Saved data entries
<<<<

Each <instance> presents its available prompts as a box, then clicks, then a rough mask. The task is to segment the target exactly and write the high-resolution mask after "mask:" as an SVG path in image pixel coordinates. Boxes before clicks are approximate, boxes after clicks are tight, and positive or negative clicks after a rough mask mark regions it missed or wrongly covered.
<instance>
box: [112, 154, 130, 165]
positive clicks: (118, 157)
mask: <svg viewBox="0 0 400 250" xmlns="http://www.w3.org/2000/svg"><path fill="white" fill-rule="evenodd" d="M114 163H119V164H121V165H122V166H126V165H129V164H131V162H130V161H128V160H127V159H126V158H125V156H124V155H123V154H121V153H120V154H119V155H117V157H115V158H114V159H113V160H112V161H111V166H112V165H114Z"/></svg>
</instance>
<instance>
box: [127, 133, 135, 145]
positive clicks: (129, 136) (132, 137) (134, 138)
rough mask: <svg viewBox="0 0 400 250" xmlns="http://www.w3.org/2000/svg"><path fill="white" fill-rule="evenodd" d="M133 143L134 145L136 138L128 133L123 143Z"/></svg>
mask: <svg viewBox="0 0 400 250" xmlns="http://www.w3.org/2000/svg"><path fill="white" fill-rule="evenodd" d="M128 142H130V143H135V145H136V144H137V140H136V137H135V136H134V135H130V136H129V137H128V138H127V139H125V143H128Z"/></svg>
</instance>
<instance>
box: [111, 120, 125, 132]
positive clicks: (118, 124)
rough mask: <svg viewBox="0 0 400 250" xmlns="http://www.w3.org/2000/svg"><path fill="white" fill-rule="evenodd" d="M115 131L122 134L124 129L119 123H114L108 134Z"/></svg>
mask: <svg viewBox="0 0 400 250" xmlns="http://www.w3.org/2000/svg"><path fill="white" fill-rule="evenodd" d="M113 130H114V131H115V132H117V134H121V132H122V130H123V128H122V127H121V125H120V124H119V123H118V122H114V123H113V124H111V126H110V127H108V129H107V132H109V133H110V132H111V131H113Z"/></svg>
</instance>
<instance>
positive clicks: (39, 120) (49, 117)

>>>>

**Exercise**
Beginning with the line that has "positive clicks: (129, 136)" and ending with the line that has "positive clicks: (118, 124)", set down the lines above exactly and include no others.

**Answer to this task**
positive clicks: (129, 136) (132, 137) (134, 138)
rough mask: <svg viewBox="0 0 400 250" xmlns="http://www.w3.org/2000/svg"><path fill="white" fill-rule="evenodd" d="M133 143L134 145L136 138L128 133L123 143Z"/></svg>
mask: <svg viewBox="0 0 400 250" xmlns="http://www.w3.org/2000/svg"><path fill="white" fill-rule="evenodd" d="M128 142H130V143H135V145H136V144H137V140H136V137H135V136H134V135H130V136H129V137H128V138H127V139H125V143H128Z"/></svg>
</instance>
<instance>
box: [111, 120, 125, 132]
positive clicks: (118, 124)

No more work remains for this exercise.